EXERCISE PASSAGE section start
Counting your blessings
It was just a cup of coffee, a way for friends with busy lives to sit and share. No agenda.
“Well, it’s almost over,” he hesitated and then said, “again.”
“I know what you mean,” I added.
A litany of things done and yet to be done filled in the blanks. Food prepared, gifts purchased or made and given, decorations, Christmas cards … the list went on as we calculated the time and effort of the season.
“And I still have to put the ornaments away,” she said with a kind of resigned acknowledgement to the work that the Christmas season requires.
She was quiet for a while.
“You know, there is just too much stuff, too much. I don’t think my Mom spent as much time and effort as I do and I’ve really tried to make is less, but I guess I’m just a Yuletide failure at the concept of less is more.”
Well, pulling myself up to full whatever height I am now … aging stealing some of it to the compression of vertebrae…
“I agree.Same here, but I do think that there is hope. Let me tell you a story. Have you been to Phoebe’s lately?” I queried.
I didn’t let her answer as I was deep into the middle of my memory and fast into my tale.
Last week, I had lunch at Phoebes.
It was a trip back in time for me, a sweet remembrance of other times with friends when the friends’ conversations did not include medical updates.
Even more poignantly, another time when, after we had visited the pediatric orthopedist, my daughter, then a little girl, and I would take a reward lunch at Phoebes.
Last week, it was my spouse, my daughter, my two grandsons and I, sitting at one of the tables that overlooked Genesee Street.
The boys were fascinated by the upholstered banquette where they sat. I guess there are new things to wonder ever day when you are 6 and 8.
But it wasn’t lunch that drew us there; lunch was the preface. My daughter, the once little girl with scoliosis, was treating us to an experience- for- Christmas gift. She agreed with me. Christmas is too much stuff.
EXERCISE PASSAGE section end
SUPPLIED RECORDS section start
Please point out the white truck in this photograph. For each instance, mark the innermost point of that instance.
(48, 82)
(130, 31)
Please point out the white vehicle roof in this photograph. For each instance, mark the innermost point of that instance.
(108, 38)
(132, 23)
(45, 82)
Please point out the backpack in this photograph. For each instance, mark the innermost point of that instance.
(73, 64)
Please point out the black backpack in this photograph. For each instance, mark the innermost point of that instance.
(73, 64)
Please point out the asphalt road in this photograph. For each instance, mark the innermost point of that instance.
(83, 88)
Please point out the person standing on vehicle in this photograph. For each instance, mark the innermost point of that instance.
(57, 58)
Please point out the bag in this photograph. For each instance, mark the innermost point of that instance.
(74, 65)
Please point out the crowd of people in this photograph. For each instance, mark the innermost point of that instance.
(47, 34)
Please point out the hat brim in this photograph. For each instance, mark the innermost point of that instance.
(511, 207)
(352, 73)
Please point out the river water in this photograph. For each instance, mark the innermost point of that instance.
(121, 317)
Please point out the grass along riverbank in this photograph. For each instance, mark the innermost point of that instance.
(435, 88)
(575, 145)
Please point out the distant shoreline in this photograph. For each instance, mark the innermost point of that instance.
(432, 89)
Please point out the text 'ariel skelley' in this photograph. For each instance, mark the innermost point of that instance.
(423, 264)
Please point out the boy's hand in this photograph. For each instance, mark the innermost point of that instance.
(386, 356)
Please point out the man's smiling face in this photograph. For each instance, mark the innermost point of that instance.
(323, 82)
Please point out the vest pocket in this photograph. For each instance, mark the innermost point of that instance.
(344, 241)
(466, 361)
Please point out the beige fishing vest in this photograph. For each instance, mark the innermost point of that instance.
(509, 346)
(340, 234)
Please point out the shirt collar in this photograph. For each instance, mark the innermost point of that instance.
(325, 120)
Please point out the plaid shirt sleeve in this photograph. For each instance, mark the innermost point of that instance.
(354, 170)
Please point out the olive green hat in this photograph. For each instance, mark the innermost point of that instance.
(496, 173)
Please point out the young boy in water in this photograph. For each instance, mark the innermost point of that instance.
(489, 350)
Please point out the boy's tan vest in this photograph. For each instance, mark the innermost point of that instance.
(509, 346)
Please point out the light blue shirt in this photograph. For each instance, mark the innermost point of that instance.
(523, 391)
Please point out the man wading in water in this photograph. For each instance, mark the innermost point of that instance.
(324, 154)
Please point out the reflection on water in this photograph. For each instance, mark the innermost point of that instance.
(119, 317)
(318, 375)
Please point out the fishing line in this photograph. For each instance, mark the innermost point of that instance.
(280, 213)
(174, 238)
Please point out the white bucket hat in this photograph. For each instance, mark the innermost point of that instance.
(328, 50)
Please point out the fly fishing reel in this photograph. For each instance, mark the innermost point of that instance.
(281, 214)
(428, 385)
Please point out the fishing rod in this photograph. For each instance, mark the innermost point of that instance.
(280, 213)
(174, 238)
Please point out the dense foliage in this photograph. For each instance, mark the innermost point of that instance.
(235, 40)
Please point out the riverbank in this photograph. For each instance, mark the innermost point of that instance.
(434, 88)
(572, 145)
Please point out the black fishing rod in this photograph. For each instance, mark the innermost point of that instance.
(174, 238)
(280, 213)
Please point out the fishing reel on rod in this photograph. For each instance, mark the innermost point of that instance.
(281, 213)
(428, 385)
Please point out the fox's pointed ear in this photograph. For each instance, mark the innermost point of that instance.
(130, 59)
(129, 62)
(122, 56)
SUPPLIED RECORDS section end
*WORK REQUIRED*. Rewrite the passage of the coffee story starting at "Last week, I had" and ending at "overlooked Genesee Street.", substituting "celebration lunch" for "reward lunch". Rely on the text alone for your response.

*FINISHED EXERCISE*.
Last week, I had lunch at Phoebes.
It was a trip back in time for me, a sweet remembrance of other times with friends when the friends’ conversations did not include medical updates.
Even more poignantly, another time when, after we had visited the pediatric orthopedist, my daughter, then a little girl, and I would take a celebration lunch at Phoebes.
Last week, it was my spouse, my daughter, my two grandsons and I, sitting at one of the tables that overlooked Genesee Street.